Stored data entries
• • • •

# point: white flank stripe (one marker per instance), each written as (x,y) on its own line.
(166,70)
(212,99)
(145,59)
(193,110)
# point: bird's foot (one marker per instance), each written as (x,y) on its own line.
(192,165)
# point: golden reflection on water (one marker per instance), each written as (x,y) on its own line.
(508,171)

• • • •

EXERCISE INSTRUCTIONS: Copy out all of the lines above exactly.

EXERCISE OUTPUT:
# point: white flank stripe (one marker per instance), each written as (x,y) on its own line.
(166,70)
(212,99)
(145,59)
(193,110)
# point: bird's foot (one marker per instance), each written as (x,y) on its own line.
(192,165)
# point: golden reflection on water (one marker per instance), each written as (x,y) on its own line.
(508,171)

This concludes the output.